__Your task__
Starting with the line containing "Can you find the person wearing cap" and going on through the line containing "Can you find the club", return the lines of the data below exactly, and only those.

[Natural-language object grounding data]
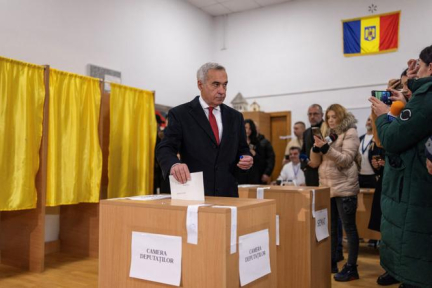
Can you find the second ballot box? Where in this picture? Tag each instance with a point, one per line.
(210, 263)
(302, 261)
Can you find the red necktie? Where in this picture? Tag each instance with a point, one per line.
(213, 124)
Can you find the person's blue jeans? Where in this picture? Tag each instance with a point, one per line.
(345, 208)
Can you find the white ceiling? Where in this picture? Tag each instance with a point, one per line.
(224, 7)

==

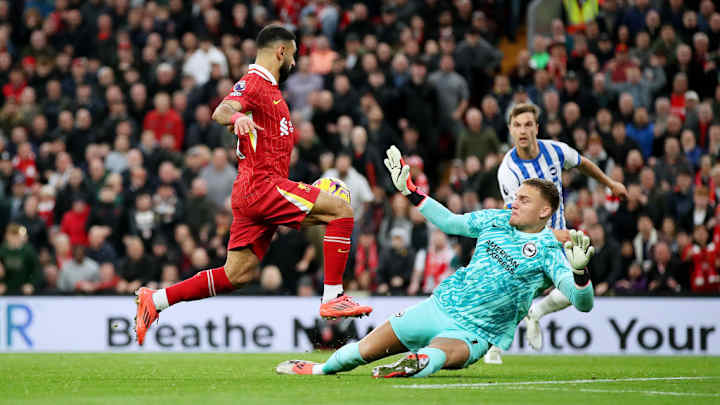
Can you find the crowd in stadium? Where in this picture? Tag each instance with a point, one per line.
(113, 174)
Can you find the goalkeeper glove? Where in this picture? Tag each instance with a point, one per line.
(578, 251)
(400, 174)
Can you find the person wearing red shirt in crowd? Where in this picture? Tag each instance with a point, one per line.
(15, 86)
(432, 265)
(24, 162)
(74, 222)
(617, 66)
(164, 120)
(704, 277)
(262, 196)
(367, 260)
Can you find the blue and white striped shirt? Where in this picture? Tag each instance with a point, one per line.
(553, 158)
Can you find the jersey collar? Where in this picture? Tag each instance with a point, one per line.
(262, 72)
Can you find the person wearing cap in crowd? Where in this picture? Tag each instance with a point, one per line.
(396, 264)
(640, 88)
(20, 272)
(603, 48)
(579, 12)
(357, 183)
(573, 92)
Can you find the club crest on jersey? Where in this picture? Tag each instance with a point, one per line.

__Response to the task__
Can you find the person wearing cap in crowd? Where in this picture? Tag each instance with a point, one per line.
(396, 264)
(640, 88)
(20, 272)
(603, 48)
(579, 12)
(357, 183)
(573, 92)
Can you find the club crest on jersey? Where in this picture? Tag each instance with a point, one per line.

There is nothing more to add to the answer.